### INPUT DATA:
┄┄┄┄┄┄
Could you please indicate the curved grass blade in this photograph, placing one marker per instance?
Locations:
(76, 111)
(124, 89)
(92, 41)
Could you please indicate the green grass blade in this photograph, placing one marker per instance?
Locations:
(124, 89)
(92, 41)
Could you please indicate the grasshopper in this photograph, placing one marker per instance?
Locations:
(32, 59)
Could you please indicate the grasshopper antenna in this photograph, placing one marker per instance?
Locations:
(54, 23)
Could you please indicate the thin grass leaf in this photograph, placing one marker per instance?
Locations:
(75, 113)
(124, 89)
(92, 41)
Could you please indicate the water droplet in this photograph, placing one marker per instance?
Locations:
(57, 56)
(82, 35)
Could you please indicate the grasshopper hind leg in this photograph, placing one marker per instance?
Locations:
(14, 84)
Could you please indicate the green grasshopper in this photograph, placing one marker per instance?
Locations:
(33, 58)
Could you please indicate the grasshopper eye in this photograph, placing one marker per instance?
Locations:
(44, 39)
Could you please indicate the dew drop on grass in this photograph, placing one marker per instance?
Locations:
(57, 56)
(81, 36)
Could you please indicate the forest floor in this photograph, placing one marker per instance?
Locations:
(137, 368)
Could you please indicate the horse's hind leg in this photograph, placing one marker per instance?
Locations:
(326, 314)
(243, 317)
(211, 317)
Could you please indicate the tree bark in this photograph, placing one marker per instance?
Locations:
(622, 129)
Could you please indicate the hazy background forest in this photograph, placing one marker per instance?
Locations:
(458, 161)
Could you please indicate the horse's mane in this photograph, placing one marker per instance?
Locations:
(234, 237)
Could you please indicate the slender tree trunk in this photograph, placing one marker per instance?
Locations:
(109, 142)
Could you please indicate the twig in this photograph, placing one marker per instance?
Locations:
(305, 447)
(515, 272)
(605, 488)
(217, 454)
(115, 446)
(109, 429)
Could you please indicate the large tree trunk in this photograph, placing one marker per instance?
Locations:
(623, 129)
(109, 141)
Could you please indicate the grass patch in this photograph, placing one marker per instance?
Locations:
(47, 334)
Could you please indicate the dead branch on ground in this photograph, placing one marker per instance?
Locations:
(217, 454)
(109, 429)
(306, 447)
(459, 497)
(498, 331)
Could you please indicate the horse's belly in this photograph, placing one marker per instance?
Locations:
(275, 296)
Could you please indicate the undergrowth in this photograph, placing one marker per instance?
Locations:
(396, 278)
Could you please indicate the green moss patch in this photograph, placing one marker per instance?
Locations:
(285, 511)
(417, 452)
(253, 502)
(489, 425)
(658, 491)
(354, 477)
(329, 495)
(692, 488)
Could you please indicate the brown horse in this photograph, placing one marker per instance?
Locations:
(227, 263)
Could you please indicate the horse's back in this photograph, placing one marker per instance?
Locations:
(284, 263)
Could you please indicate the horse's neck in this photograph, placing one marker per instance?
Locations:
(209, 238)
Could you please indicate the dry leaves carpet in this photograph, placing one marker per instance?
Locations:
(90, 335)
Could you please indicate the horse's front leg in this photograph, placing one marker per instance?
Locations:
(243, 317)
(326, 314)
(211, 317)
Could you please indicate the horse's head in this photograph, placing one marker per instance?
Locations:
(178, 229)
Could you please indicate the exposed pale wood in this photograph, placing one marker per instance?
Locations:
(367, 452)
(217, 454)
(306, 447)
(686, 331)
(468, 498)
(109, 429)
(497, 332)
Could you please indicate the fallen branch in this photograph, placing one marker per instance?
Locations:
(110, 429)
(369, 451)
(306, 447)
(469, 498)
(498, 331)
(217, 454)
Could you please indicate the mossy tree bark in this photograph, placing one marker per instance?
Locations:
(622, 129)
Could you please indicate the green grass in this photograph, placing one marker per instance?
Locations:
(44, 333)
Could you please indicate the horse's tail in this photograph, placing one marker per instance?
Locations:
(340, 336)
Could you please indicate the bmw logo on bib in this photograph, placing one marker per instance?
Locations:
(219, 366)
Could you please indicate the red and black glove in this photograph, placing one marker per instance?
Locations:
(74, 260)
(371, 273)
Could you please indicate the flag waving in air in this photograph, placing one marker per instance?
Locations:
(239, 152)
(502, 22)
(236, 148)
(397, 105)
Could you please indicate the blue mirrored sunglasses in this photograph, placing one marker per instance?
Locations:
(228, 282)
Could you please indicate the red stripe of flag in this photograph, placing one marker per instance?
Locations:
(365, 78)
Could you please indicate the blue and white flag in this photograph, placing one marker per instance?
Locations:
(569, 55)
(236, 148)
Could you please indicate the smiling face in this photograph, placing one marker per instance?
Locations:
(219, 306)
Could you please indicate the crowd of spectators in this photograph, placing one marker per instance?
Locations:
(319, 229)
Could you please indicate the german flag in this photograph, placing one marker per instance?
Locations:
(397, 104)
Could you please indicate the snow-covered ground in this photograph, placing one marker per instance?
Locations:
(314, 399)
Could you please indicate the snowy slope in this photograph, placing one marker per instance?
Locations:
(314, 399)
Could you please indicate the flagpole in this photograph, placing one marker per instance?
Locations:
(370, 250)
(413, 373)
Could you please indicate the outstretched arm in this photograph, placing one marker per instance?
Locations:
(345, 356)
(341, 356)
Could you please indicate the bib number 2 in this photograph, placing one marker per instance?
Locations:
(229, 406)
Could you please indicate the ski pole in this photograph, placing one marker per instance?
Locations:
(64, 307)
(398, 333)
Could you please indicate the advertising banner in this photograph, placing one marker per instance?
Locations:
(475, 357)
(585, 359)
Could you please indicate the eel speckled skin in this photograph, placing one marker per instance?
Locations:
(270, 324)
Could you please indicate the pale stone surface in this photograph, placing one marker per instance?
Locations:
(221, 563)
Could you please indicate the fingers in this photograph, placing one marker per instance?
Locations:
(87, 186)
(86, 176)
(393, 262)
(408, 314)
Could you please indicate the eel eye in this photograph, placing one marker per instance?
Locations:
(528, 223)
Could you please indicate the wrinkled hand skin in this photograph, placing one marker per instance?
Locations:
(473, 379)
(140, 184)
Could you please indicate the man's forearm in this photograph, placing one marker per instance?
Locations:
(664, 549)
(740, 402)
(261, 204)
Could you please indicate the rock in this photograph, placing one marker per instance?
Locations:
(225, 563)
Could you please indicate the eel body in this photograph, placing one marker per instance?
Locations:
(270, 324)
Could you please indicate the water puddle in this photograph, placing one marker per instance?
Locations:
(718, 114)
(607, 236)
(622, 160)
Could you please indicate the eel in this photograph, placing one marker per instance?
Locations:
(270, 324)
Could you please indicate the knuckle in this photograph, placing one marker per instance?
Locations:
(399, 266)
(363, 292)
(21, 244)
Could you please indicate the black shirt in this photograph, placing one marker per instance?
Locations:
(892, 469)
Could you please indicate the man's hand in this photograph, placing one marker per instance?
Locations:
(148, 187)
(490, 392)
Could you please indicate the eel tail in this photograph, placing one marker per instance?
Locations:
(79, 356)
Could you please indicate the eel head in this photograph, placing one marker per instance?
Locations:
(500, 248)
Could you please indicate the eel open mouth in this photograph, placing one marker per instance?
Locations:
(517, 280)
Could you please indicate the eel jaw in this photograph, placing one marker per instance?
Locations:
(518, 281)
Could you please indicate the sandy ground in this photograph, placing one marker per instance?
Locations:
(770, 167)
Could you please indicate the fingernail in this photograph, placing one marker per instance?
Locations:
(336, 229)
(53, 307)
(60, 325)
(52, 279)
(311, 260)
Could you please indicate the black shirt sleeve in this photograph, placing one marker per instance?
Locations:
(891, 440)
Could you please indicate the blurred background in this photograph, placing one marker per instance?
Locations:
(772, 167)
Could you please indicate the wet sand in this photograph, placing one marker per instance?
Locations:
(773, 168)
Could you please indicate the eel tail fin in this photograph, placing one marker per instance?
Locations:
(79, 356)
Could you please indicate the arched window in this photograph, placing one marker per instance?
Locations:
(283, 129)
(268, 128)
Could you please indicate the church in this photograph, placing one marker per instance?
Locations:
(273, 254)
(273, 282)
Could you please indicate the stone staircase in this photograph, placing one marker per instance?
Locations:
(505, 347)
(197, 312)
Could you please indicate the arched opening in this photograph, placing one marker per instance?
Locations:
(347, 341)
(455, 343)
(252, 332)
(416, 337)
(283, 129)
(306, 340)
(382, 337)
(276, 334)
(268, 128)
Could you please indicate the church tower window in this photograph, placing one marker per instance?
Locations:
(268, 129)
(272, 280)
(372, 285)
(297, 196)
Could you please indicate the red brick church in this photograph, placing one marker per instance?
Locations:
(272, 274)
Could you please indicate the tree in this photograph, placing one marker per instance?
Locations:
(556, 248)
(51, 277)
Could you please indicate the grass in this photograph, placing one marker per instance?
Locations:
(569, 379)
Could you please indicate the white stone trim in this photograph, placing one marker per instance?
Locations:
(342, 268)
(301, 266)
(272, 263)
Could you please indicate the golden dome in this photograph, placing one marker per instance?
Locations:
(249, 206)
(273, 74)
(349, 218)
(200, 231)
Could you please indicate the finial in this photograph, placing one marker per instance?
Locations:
┄┄┄┄┄┄
### THE PROBLEM:
From the material above, please return each line containing "shirt".

### RESULT OF THIS EXERCISE:
Could you please indicate the black shirt in this photograph, placing one marker per instance?
Could you please indicate the black shirt sleeve in this photograph, placing one marker per instance?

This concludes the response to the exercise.